To do.
Format the stretch of data from the line containing "Spot the grass" through the end of the data as a Markdown table with columns Row and Line, numbering each line and skipping blank ones. Leave the pictures out.

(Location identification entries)
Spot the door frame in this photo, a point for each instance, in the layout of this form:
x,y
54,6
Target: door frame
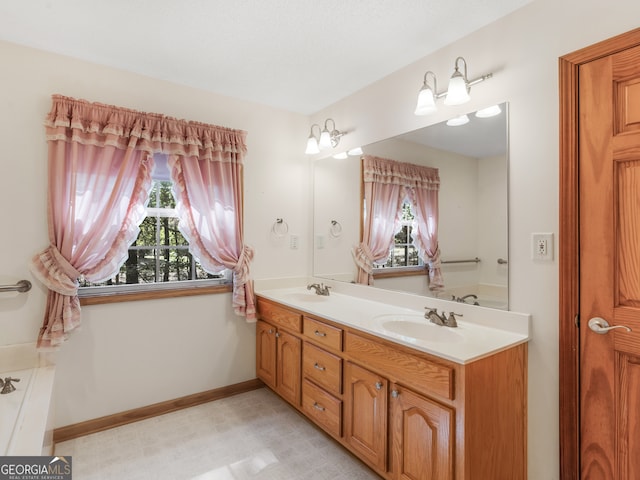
x,y
569,246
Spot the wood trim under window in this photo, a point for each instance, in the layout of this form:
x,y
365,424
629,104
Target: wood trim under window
x,y
569,244
155,294
393,272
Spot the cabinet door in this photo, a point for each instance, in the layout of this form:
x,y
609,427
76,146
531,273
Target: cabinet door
x,y
422,437
288,367
366,414
266,353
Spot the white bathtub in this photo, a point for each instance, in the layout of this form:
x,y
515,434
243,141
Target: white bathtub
x,y
26,423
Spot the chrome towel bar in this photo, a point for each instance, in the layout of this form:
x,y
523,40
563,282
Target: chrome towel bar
x,y
22,286
472,260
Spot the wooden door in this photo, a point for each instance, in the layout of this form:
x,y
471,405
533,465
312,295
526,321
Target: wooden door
x,y
421,437
266,353
366,414
609,222
288,367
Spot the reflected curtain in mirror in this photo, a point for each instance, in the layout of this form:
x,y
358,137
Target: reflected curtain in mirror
x,y
387,184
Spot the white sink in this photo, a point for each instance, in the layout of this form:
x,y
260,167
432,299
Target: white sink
x,y
415,326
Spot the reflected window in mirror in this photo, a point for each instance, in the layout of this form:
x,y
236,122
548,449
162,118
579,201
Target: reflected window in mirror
x,y
473,209
403,253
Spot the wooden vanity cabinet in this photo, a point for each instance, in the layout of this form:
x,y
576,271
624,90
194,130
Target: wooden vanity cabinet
x,y
279,350
421,436
407,414
278,361
366,415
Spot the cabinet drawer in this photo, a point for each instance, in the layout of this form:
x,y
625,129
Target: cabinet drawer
x,y
411,370
323,334
279,316
324,409
322,368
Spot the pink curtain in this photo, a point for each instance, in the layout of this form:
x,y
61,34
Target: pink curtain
x,y
208,191
423,194
386,184
100,163
99,179
383,200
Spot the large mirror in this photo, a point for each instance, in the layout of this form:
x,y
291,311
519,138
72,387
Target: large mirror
x,y
472,160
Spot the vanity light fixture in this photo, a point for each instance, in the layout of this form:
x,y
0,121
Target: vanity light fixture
x,y
427,96
326,139
456,94
312,142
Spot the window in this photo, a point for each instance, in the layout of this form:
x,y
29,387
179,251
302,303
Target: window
x,y
403,253
159,258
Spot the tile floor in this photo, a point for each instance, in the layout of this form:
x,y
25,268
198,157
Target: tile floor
x,y
253,435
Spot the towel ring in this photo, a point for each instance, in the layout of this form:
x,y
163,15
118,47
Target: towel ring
x,y
335,230
280,228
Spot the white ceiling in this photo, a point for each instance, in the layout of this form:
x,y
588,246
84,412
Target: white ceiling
x,y
297,55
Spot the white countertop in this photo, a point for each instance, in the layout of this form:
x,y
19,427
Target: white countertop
x,y
480,332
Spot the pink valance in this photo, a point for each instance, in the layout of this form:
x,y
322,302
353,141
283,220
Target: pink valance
x,y
105,125
100,159
385,171
386,184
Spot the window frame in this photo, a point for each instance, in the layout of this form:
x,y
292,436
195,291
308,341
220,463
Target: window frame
x,y
102,294
402,270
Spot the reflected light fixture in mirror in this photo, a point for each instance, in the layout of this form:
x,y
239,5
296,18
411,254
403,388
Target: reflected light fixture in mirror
x,y
354,152
326,138
456,94
457,121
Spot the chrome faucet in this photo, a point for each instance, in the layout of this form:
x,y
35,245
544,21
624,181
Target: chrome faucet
x,y
321,289
7,386
464,299
441,319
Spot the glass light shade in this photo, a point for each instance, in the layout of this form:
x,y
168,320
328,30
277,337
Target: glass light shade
x,y
325,140
457,121
491,111
457,93
426,102
312,146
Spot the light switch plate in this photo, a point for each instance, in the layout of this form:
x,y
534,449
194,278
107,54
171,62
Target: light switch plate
x,y
542,246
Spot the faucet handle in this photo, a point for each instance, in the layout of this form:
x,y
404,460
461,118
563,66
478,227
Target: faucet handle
x,y
7,387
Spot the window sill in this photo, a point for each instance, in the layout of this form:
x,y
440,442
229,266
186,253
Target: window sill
x,y
153,294
400,272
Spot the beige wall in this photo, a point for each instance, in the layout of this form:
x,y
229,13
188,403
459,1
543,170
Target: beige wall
x,y
138,353
134,354
522,51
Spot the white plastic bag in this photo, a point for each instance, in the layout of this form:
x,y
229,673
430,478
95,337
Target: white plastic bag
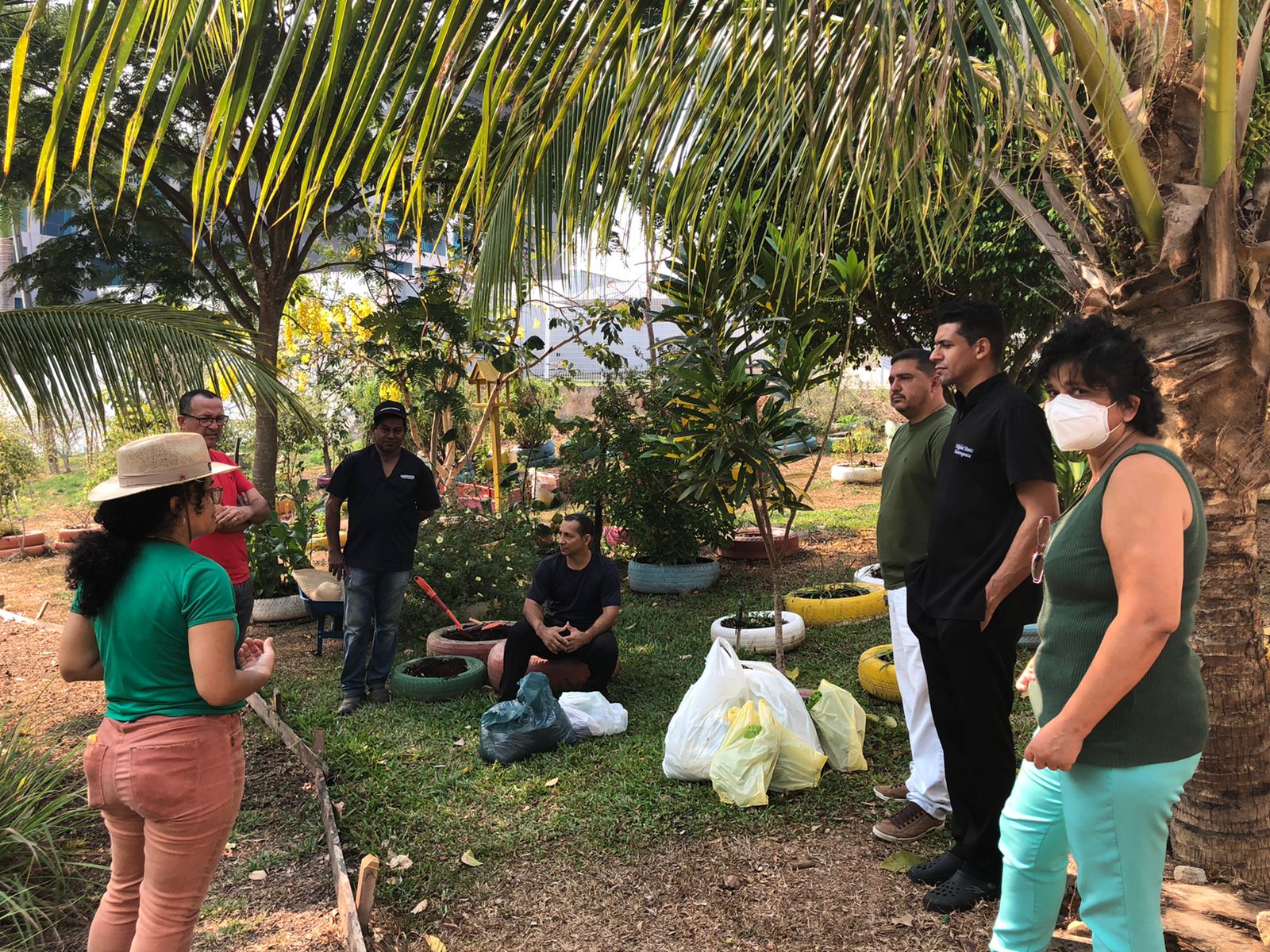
x,y
700,724
766,682
592,715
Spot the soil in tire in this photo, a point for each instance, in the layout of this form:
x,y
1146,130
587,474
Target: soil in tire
x,y
436,668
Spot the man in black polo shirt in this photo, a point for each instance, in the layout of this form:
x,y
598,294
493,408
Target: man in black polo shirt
x,y
569,611
389,492
971,596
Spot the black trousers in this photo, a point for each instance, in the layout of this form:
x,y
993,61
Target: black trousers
x,y
971,674
600,654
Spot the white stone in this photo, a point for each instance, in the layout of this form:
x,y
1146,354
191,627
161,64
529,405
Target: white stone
x,y
1191,873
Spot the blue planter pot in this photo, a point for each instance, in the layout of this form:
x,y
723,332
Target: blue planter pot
x,y
664,579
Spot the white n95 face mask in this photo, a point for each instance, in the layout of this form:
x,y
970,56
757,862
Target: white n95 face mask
x,y
1077,424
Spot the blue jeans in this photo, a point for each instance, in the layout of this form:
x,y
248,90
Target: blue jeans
x,y
372,612
1115,822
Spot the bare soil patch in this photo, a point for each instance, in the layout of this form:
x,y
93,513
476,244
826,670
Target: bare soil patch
x,y
814,889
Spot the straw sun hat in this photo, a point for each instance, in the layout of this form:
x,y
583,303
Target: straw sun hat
x,y
167,460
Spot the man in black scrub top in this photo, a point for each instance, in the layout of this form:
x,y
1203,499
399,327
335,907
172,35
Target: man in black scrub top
x,y
569,611
972,594
389,492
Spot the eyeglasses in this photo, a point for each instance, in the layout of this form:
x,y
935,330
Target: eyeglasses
x,y
1039,555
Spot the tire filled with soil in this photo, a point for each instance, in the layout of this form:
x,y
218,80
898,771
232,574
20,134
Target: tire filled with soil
x,y
475,643
437,678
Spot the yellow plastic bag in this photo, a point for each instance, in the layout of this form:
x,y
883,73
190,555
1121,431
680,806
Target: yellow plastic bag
x,y
742,768
841,724
798,765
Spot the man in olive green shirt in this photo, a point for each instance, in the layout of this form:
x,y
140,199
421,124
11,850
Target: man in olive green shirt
x,y
903,530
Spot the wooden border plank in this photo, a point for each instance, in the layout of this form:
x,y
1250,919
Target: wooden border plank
x,y
349,924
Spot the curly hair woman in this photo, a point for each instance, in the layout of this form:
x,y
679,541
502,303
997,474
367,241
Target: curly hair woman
x,y
1123,710
156,622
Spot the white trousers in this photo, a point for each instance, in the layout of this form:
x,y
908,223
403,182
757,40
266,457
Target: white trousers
x,y
926,784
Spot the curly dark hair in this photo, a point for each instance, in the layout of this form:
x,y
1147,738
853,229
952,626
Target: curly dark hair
x,y
102,559
1108,355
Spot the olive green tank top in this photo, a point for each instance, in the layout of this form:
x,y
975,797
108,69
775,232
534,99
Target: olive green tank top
x,y
1165,716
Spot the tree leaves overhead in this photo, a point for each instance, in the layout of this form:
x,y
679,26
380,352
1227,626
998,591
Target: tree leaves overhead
x,y
61,359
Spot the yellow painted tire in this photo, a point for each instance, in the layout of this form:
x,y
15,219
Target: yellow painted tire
x,y
878,673
827,612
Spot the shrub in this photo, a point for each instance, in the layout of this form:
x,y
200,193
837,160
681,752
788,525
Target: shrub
x,y
19,465
44,820
473,556
276,547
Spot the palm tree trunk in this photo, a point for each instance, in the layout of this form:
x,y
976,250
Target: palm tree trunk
x,y
1210,357
264,463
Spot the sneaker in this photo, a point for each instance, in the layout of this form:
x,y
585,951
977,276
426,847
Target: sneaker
x,y
895,791
959,894
937,871
908,824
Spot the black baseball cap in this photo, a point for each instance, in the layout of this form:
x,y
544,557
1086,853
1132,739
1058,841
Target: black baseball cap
x,y
391,408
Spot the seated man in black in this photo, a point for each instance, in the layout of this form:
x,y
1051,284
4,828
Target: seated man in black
x,y
569,611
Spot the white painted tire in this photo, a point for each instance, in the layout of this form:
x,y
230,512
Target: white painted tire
x,y
870,574
762,640
841,473
279,609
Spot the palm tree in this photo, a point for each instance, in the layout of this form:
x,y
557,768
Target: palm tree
x,y
1133,120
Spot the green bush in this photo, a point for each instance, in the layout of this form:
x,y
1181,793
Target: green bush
x,y
44,820
276,547
474,556
19,465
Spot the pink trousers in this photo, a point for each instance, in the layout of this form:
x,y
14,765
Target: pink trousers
x,y
169,790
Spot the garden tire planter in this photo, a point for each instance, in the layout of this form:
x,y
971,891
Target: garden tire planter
x,y
440,643
876,673
8,555
761,639
667,579
821,608
562,673
29,541
749,545
279,609
841,473
414,689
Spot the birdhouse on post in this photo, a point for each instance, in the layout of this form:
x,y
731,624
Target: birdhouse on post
x,y
484,380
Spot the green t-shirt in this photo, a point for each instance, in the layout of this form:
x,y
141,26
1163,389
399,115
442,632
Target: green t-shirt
x,y
143,635
907,490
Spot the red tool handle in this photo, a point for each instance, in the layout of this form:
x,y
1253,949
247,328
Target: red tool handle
x,y
435,597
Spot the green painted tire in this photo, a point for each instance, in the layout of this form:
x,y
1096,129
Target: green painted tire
x,y
412,689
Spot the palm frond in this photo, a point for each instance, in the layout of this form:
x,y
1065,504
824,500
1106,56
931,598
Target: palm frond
x,y
79,359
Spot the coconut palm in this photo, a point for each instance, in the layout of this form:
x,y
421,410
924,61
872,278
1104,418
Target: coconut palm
x,y
1141,122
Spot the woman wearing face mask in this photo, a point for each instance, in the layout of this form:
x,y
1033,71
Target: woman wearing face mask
x,y
1124,715
156,622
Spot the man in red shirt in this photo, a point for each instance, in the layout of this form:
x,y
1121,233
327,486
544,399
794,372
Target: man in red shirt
x,y
202,412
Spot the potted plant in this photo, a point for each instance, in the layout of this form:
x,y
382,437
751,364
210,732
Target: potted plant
x,y
633,486
837,603
275,550
756,631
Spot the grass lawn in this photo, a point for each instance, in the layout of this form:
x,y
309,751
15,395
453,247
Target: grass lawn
x,y
412,782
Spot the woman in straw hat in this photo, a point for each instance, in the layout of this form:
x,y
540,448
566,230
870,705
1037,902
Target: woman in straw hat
x,y
156,621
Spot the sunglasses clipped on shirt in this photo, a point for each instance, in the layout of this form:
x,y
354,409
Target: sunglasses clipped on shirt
x,y
1039,555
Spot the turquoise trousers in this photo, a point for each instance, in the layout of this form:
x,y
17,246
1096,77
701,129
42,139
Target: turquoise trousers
x,y
1114,820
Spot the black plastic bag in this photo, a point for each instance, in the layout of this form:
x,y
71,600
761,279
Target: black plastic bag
x,y
533,724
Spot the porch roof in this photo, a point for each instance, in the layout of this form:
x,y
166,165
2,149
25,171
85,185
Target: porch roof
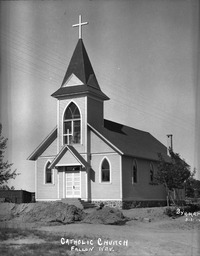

Expected answer.
| Row | Line |
|---|---|
| 1 | Spot the grass lawn in this photo, a point for each instance, in the layout of this form: |
| 2 | x,y |
| 3 | 309,751 |
| 4 | 15,395 |
| 5 | 453,247 |
| 6 | Target: grass lawn |
| 7 | x,y |
| 8 | 412,782 |
| 9 | Spot the woman in straw hat in this photo, a point for each instance, in the layout of this form: |
| 10 | x,y |
| 11 | 540,448 |
| 12 | 566,230 |
| 13 | 870,705 |
| 14 | 1037,902 |
| 15 | Target: woman in straw hat |
| 16 | x,y |
| 17 | 156,621 |
| 18 | Spot the sunglasses clipped on shirt in this photo, a point for each instance, in the layout of this form: |
| 19 | x,y |
| 20 | 354,409 |
| 21 | Target: sunglasses clipped on shirt |
| 22 | x,y |
| 23 | 1039,555 |
| 24 | Spot the turquoise trousers in this photo, a point for each instance, in the layout of this form: |
| 25 | x,y |
| 26 | 17,246 |
| 27 | 1096,77 |
| 28 | 701,129 |
| 29 | 42,139 |
| 30 | Target: turquoise trousers |
| 31 | x,y |
| 32 | 1114,820 |
| 33 | Spot the black plastic bag in this photo, a point for each instance, in the layout of this form: |
| 34 | x,y |
| 35 | 71,600 |
| 36 | 761,279 |
| 37 | Target: black plastic bag |
| 38 | x,y |
| 39 | 533,724 |
| 40 | Spot the porch roof in this photo, a point for each instance, in the layout of this form: |
| 41 | x,y |
| 42 | 166,165 |
| 43 | 2,149 |
| 44 | 25,171 |
| 45 | 85,185 |
| 46 | Target: porch roof |